Given the recent budget announcements in Australia and the fact that it’s Friday, I thought I would deviate slightly from the specifics of equity investing for this blog post.
I recently returned from living in the United States for five years. When discussing topics such as healthcare or education with my American friends, the point was often made to me that America had the best universities, doctors and hospitals in the world. Ipso facto, America must have the best education and healthcare systems in the world. Right?
Recently, our own Treasurer told our Parliament that: “Australia should have at least one university in the top 20 in the world…” This ambition to compete with the best in the world is a primary motivation to deregulate Australian university fees.
Leaving politics aside, I wonder if there is some implicit confusion between the concepts of maximum and mean (or average)? And what should we even be solving for?
Consider the following thought experiment: there are two countries, A and B. Both have a range of quality in their institutions (such as universities or hospitals). Country A has a much wider range, however, with some outstanding institutions and some very poor institutions. Despite the wide range in quality, Country A can indeed claim the “best universities and hospitals in the world” and is the envy of all other countries.
By contrast, Country B has a much narrower range of quality across its institutions; but with an average quality level much higher than that of Country A. Unfortunately, however, Country B cannot make the claim it has the “best” institutions in the world.
So the question is: in which country would you rather live? (And bear in mind, the best institutions in Country A are accessible to those citizens of Country B – at a price).
Should we be trying to increase the maximum (i.e. the quality level of our best institution); or the mean (i.e. the average quality of all our institutions)?

■ **EXCERPTED DATA**:
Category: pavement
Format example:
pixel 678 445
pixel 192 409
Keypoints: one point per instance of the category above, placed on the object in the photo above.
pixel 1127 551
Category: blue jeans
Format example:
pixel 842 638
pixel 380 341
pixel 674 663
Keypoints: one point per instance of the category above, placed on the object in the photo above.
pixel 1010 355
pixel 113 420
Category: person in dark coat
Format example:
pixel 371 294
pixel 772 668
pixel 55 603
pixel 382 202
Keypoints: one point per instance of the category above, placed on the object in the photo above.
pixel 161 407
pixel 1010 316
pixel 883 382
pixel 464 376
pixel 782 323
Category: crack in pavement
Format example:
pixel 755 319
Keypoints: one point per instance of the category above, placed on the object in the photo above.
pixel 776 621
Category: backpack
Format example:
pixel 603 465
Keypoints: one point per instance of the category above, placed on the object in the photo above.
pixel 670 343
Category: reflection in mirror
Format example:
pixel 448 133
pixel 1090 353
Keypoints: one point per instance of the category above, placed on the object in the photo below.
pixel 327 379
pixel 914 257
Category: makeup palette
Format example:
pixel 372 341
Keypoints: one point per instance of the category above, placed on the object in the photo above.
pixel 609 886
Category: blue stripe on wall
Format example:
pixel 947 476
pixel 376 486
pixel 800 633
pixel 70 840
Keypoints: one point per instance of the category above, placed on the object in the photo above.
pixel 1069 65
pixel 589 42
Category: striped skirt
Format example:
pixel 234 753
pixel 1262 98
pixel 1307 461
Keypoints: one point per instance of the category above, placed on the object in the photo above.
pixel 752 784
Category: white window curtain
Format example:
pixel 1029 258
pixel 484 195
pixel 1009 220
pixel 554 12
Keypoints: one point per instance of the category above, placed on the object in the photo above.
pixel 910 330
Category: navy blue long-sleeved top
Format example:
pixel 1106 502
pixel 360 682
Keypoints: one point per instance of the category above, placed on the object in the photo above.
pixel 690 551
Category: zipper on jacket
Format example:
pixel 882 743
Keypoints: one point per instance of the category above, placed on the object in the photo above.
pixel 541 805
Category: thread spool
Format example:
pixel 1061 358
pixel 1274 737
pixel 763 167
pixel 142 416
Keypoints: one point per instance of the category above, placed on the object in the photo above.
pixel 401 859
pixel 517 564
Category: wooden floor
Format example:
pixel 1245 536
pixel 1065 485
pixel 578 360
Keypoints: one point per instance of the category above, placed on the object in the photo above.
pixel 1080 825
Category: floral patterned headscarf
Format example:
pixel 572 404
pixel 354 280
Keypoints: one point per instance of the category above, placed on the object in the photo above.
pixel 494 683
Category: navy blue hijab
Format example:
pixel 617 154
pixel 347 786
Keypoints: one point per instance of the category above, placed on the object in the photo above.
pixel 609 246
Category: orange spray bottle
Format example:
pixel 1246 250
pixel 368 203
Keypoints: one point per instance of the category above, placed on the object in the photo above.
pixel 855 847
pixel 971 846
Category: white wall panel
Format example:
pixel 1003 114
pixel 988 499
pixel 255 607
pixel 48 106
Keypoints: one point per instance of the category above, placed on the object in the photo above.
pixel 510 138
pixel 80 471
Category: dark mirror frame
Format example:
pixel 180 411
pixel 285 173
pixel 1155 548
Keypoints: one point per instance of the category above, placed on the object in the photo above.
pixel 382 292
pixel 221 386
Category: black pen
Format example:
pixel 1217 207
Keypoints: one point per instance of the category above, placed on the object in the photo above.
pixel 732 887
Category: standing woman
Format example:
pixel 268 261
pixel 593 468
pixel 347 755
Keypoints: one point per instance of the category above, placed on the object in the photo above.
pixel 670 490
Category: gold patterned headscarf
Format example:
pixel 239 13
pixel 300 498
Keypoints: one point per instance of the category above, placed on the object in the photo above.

■ **PROBLEM REQUIREMENTS**:
From the blog post above about national institutions, write out word for word the passage that begins with the words containing "Recently, our own" and ends with "all other countries.".

■ **SOLUTION TO THE PROBLEM**:
Recently, our own Treasurer told our Parliament that: “Australia should have at least one university in the top 20 in the world…” This ambition to compete with the best in the world is a primary motivation to deregulate Australian university fees.
Leaving politics aside, I wonder if there is some implicit confusion between the concepts of maximum and mean (or average)? And what should we even be solving for?
Consider the following thought experiment: there are two countries, A and B. Both have a range of quality in their institutions (such as universities or hospitals). Country A has a much wider range, however, with some outstanding institutions and some very poor institutions. Despite the wide range in quality, Country A can indeed claim the “best universities and hospitals in the world” and is the envy of all other countries.